#### QUESTIONS TO ANSWER:
1. How would you put this sentence from the Miley Cyrus concert review into Spanish: "The literal mic drop at the end made me laugh out loud."?
2. Can you carry the Miley Cyrus concert review forward from its last line?

#### DOCUMENT TEXT:
OK, and here’s where I get to talk about the “Hannah Montana”-era stuff. I was so glad that songs like “7 Things” and “See You Again” not only made the setlist, but felt fully renovated by Cyrus’ coming of age. I mean, you saw me jumping up and down to those. And my lord, she transformed “The Climb,” which is a sappy adult-contemporary slog that you hear on the “Delilah” radio show, into the kind of arena power ballad you can crush a Bud Light to. Seriously, imagine if you did a couple science projects when you were 16, and they won ribbons, and then you had to do those same science projects on demand every night for the rest of your life.
OK, I’ve gushed enough. What about the rough parts? Because I think we might agree this does not go into the annals of legendary, flawless ACL sets.
DSS: Well, there was the weird “Dead Petz” section which included “Dooo It,” a Flaming Lips collab that I really don’t need to ever hear again. The strange ‘90s public access TV video distortion on the big screen only made it more annoying. And speaking of odd video choices, the aforementioned copulating skeletons who cycled through a wide and varied range of pornographic positions cut the emotional power of an otherwise moving version of “Malibu” in a way that seemed ill-conceived. (There were more pornographic cartoons to accompany “Can’t Be Tamed,” but those, fashioned as a naked cartoon version of Miley, kind of made sense.) I was also baffled by her use of pyrotechnics, which started on the first track. I expected they would build to a spectacular fireworks finale, but that didn’t really happen at all.
EW: Co-sign. She also loves a mid-song yarn, just like godmother Dolly Parton, but Cyrus’ are 100% less witty and more incoherent by the same proportion. Joyless psychobabble. Then the grand finale, “Party in the U.S.A.,” was kind of a fiasco. It was hard to tell if she was having trouble with her ear monitor, or if she got winded, or if she was just tired of singing that song and wanted to pass it off as a crowd singalong. But to say that she “sang” that hit on Friday night gives too much credit to her vocal cords in that scenario. The literal mic drop at the end made me laugh out loud.

#### SUPPLIED MATERIAL:
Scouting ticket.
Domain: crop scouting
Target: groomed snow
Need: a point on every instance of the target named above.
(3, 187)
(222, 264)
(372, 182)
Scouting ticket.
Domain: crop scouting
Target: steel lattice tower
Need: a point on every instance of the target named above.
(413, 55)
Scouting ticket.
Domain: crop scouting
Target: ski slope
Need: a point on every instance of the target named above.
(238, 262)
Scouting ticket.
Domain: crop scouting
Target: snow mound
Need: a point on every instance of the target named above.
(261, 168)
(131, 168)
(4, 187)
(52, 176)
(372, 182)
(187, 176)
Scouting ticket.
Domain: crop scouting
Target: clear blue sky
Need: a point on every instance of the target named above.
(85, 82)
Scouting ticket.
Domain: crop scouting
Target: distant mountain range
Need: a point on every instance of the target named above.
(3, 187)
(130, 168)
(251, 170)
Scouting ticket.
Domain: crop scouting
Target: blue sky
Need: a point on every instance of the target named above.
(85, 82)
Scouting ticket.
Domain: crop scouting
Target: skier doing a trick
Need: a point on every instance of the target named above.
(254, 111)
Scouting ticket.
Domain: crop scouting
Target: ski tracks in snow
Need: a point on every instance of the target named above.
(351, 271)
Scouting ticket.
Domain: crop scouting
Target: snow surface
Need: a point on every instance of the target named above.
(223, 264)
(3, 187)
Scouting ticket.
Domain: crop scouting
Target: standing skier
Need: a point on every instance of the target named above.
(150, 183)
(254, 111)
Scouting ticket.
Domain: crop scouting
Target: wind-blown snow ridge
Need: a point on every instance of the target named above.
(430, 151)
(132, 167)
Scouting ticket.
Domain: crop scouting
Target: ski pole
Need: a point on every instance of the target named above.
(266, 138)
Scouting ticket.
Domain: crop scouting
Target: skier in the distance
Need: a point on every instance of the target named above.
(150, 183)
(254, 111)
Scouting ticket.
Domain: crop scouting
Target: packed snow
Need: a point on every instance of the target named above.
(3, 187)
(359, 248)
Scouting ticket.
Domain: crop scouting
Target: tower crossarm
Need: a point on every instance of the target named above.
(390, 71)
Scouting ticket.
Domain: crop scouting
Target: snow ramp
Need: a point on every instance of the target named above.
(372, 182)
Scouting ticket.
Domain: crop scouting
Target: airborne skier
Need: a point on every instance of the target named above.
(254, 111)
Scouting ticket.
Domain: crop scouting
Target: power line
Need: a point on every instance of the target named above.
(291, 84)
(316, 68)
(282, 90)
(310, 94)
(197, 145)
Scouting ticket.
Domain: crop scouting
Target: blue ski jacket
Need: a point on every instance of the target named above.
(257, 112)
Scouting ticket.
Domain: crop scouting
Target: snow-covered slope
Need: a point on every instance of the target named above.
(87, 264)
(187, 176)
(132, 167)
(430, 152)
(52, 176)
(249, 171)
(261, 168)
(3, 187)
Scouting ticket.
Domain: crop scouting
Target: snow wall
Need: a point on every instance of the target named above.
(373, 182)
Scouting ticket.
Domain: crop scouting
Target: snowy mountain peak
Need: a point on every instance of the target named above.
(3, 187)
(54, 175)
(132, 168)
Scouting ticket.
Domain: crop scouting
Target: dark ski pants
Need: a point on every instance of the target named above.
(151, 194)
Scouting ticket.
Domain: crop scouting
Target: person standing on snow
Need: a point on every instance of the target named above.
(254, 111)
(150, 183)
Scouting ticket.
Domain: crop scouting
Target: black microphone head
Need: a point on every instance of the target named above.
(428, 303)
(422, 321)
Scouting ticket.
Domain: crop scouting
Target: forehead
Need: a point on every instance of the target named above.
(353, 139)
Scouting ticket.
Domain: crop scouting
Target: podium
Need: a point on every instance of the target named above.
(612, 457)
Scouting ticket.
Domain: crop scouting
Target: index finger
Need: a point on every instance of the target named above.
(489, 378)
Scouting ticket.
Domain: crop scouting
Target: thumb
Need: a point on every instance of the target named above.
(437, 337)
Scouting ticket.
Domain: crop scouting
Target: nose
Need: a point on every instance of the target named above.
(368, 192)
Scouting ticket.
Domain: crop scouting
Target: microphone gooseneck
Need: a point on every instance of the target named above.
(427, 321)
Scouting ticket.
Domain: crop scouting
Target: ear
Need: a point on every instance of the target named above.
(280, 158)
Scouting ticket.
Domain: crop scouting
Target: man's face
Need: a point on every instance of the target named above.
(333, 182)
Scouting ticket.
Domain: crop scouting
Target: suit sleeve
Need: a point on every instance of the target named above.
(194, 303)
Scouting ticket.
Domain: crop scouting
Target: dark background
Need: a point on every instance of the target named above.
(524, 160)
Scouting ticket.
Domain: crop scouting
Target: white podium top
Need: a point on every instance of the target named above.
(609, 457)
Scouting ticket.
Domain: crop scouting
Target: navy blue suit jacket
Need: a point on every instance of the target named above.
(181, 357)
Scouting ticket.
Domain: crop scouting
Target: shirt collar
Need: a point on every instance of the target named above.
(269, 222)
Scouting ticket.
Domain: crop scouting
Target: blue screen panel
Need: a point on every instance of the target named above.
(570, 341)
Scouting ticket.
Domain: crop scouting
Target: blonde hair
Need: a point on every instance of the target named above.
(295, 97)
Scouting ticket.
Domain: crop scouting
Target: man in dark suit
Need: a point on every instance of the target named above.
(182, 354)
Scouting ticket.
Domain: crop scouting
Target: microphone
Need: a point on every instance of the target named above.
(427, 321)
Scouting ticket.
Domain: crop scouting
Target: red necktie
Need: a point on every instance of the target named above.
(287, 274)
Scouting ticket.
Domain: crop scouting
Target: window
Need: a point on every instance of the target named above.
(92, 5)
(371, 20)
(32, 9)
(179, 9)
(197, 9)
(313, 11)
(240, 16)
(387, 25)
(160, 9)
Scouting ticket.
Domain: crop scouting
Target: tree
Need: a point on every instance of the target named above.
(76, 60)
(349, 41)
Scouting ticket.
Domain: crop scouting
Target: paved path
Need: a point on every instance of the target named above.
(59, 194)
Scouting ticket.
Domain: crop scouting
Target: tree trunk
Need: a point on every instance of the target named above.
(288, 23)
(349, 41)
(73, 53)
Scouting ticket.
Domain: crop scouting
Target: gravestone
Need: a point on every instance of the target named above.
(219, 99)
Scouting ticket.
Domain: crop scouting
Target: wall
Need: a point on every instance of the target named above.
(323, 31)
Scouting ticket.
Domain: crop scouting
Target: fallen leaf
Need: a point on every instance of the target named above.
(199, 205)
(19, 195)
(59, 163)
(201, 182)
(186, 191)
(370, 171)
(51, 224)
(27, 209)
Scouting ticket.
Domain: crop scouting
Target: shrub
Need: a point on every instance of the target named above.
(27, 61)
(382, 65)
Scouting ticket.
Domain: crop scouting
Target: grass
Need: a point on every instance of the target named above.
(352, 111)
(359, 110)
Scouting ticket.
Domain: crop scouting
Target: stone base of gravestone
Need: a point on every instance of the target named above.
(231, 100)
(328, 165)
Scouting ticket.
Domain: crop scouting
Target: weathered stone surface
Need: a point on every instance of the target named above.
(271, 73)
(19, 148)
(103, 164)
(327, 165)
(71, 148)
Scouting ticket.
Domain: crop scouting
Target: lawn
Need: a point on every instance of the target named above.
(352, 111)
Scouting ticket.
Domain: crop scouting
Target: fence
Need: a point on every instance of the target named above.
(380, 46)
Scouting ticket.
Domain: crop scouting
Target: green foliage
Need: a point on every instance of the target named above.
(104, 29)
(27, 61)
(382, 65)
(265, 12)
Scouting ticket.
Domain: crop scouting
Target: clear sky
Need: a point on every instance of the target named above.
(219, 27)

#### TASK-BY-TASK RESULTS:
1. El micrófono que dejó caer, literalmente, al final me hizo reír a carcajadas.

2.
OK, final thoughts?
DSS: In many ways, that blend of rock, disco and country you mentioned made Miley Cyrus a perfect headliner for ACL Fest, an event that has far more twang in its DNA than any of the other mega festivals that drive the modern music industry. The rock star moments when she really owned her power were truly exhilarating and rank up there with some of my favorite ACL performances. Miley’s been in the spotlight for so long that it’s easy to forget that she’s only 28. Her current incarnation is my favorite Miley we’ve known so far, and she has the potential to continue to evolve in spectacular ways.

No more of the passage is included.